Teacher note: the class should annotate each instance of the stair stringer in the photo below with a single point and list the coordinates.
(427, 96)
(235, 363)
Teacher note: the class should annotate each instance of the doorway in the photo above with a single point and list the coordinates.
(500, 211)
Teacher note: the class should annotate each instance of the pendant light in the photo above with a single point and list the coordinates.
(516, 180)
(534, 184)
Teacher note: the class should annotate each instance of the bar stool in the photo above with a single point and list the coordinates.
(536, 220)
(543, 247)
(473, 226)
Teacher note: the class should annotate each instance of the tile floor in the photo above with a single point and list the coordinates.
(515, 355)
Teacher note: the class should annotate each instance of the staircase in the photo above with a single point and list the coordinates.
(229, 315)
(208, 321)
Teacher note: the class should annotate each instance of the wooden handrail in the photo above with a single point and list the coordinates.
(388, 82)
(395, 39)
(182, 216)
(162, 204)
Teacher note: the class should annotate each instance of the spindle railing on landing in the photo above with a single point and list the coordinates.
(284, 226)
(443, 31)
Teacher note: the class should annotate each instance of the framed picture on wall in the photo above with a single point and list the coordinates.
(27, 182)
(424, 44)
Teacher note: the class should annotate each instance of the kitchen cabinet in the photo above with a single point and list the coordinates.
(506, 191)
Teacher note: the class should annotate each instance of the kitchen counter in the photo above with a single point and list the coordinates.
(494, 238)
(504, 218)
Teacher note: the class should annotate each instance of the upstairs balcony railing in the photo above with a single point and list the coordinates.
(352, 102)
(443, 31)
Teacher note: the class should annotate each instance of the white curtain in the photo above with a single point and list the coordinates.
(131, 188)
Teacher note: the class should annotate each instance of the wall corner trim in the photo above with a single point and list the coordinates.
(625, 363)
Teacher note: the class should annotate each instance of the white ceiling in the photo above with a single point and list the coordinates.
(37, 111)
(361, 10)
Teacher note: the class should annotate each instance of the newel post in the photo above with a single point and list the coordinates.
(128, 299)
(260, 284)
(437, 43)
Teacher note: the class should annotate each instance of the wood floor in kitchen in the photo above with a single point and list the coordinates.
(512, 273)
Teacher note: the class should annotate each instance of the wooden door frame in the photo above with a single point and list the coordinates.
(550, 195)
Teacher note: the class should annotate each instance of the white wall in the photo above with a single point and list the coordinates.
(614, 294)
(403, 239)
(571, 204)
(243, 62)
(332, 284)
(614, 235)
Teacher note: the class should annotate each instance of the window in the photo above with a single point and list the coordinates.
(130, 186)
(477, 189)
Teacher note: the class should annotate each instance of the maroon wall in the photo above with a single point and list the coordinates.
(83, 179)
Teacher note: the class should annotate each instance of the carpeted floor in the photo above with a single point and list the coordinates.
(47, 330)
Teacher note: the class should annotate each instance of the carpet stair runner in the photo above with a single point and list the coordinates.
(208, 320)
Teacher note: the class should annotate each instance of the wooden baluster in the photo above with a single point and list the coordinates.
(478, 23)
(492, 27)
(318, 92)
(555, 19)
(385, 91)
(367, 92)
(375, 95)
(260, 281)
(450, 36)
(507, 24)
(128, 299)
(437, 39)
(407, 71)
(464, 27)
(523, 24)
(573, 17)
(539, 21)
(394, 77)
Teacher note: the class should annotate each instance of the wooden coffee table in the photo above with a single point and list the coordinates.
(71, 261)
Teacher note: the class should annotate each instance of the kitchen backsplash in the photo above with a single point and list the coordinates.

Set task » Transcribe every line above, from the first to the last, without altering a single word or character.

Reply to the exercise »
Teacher note: the class should annotate each instance of the stair stringer in the photo below with a single point and list the coordinates.
(427, 96)
(235, 363)
Teacher note: the class should annotate each instance of the doorway in the photo above with a single point and list the coordinates.
(500, 211)
Teacher note: the class should annotate each instance of the pendant light in the photo above with a single point and list the coordinates.
(516, 180)
(534, 184)
Teacher note: the class should annotate each instance of the bar stool in the photo above with a single point and list the coordinates.
(536, 220)
(543, 247)
(473, 226)
Teacher note: the class should annotate each instance of the tile floor in the photo above with a single point and list the coordinates.
(515, 355)
Teacher note: the class should annotate each instance of the staircase in the photo above with a single point and list the coordinates.
(229, 315)
(208, 321)
Teacher note: the class should annotate each instance of the wooden handrail in the photo above with a single point and list the coordinates.
(388, 82)
(395, 39)
(182, 216)
(162, 204)
Teacher note: the class should annotate each instance of the spindle railing on landing in the photo above with a single point and list the coordinates.
(284, 226)
(443, 31)
Teacher note: the class should annotate each instance of the framed picture on wall in the photo above with a single point and list the coordinates.
(27, 182)
(424, 44)
Teacher note: the class should annotate each instance of the kitchen cabinet in the photo above with a single point and list the coordinates.
(506, 191)
Teacher note: the class should annotate each instance of the kitchen counter in the photo above with a single point and list the coordinates.
(494, 238)
(504, 218)
Teacher note: the class should annotate each instance of the upstairs balcony railing in the photo above with a single point and list the coordinates.
(352, 102)
(443, 31)
Teacher note: the class should annotate each instance of the white curtain in the photo above with a single point and list the coordinates.
(131, 188)
Teacher note: the class should annotate each instance of the wall corner trim in the photo above with a single point and list the coordinates.
(625, 363)
Teacher note: the class should annotate each instance of the white ceiling in the photo above with a single point and list the coordinates.
(37, 111)
(361, 10)
Teacher note: the class should annotate each instance of the newel post in the photo above with a single point and list the coordinates.
(128, 299)
(260, 284)
(437, 43)
Teacher note: the class should annotate each instance of the wood floor in kitchen in the photo above with a single point and list the coordinates.
(512, 273)
Teacher note: the class should annotate each instance of the wooden door frame in the photo above with a single point and list the coordinates.
(550, 195)
Teacher note: the class should annotate each instance of the white wall in the photo above with a single point and list the coordinates.
(614, 294)
(403, 239)
(571, 204)
(243, 62)
(332, 284)
(614, 235)
Teacher note: the class should annotate each instance of the window in the photo above with a single point and list the coordinates.
(130, 186)
(477, 189)
Teacher note: the class should annotate each instance of the maroon wall in the photo above with a single point and list the coordinates.
(83, 179)
Teacher note: the class should annotate each instance of the carpeted floor in the photo above with a single point and list the coordinates.
(47, 330)
Teacher note: the class should annotate each instance of the carpet stair runner in the photo above with a single point and list the coordinates.
(208, 320)
Teacher note: the class should annotate each instance of the wooden baluster in the photo above with a single point and list the coordinates.
(478, 23)
(492, 27)
(318, 92)
(555, 19)
(385, 91)
(367, 92)
(375, 95)
(260, 281)
(450, 36)
(507, 24)
(128, 299)
(437, 39)
(407, 71)
(464, 27)
(523, 24)
(573, 17)
(539, 21)
(394, 77)
Teacher note: the class should annotate each instance of the wooden coffee table in the photo above with a single point and list the coordinates.
(71, 261)
Teacher note: the class should annotate each instance of the kitchen backsplash in the photo above with a single point and list the coordinates.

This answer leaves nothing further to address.